WORK REQUIRED
Continue the piece on Katy Perry's spaceflight and the rumors about her and Justin Trudeau, picking up right after its final sentence.

── GIVEN TEXT ──

“The melancholy of all things done” is the way Buzz Aldrin once described the emptiness that followed walking on the moon. He was never quite the same.
“We weren’t trained to smell the roses or to utter life-changing aphorisms. That’s why for years I have wanted Nasa to fly a poet, a singer or a journalist into space – someone who could capture the emotions of the experience and share them with the world.”
Nasa is still yet to send anyone other than a trained astronaut to space, which is boring of them, but thankfully mankind has Jeff Bezos batting for “Team Have A Laugh”. In April, the Amazon chief sent the singer, Katy Perry, to somewhere near the outskirts of space, and lo, the world finally had the chance to see how the experience might change one of the best selling artists in history.
When Perry hit terra firma that dry spring day and emerged from her capsule, she kissed the ground, then Bezos’s shiny head, and strode back on to our planet with a renewed sense of purpose.
“I think this experience has shown me you never know how much love is inside of you – how much love you have to give and how loved you are – until the day of launch,” she said, which is probably the sort of thing Aldrin was reaching for.
“Whatever you dream of is in our reach, especially in today’s day and age. Dream big, wish for the stars – and one day, you could maybe be among them,” Perry added.
But what would she do next? What does the woman who’s already been among the stars dream of now? And who would receive all that love she’s realised she had to give? If your best guess for the answer to those three questions was “former Canadian prime minister, Justin Trudeau”, well, maybe sit the rest of this one out.
But also: no it wasn’t.
Rumours about Perry and Trudeau have crept around the world ever since they were photographed having dinner together in Montreal earlier this year.
Perry, 40, had recently announced she’d split with serial elf Orlando Bloom, with whom she shares a daughter. Trudeau, 53, had recently broken up with both Sophie Grégoire, the mother of his three children, and his job, having tendered his resignation as prime minister and leader of the Liberal Party in March.
Trudeau later attended Perry’s ongoing, 84-date The Lifetimes Tour with his 16-year-old daughter, Ella-Grace. There he was, filmed rocking back and forth in quiet awe as Perry rolled around dressed like an alien goddess, mouthing along to Firework.

───
── SOURCE EXCERPT ──

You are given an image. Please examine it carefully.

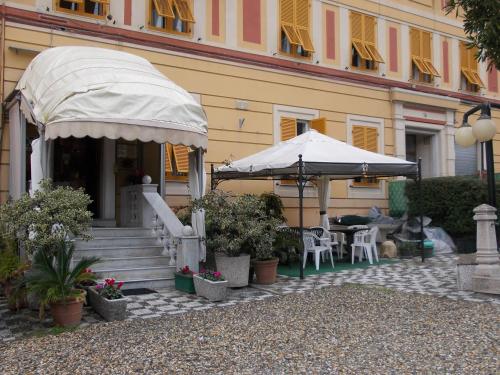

───

RESULT OF THE EXERCISE
One reviewer compared the show to “being high on Haribo while trapped in a theme park”.
The gossip mill had a problem, though. In keeping with the notoriously watertight firearm laws Trudeau upheld, there were no smoking guns. For all we knew, it could have been a simple, platonic friendship struck between two single people united by their desperate quest to find a PR time machine that might return them to the heights of the early 2010s.
At that time, they were both the shiny new-ish thing – two straightforwardly charming stars with wavy, raven black hair and a popularity built on their harmless promise. In the years to come, as the world turned sour and rivals exposed Perry and Trudeau’s relative lack of talent in offering much beyond pyrotechnics and dimples, they would desperately try to keep up, only to dig further and further away from relevance. So, yes, they could have simply been talking about that.
And then it came.
The clear-as-day proof tabloid editors had been searching for, in the form of a photograph taken of the pair on Perry’s yacht off the coast of Santa Barbara last month.
Perry and Trudeau spotted embracing on a yacht off the coast of Santa Barbara – SWNS
There are cave paintings more intelligible than the images, which are so pixelated as to be nearer mosaics, but we are led to believe they show Perry, wearing a bikini, and Trudeau, shirtless but in jeans (or a Canadian bikini, as it’s known), locked in a kiss. Her hands are around his neck, his are making the sort of land grabs he once deplored Donald Trump for suggesting.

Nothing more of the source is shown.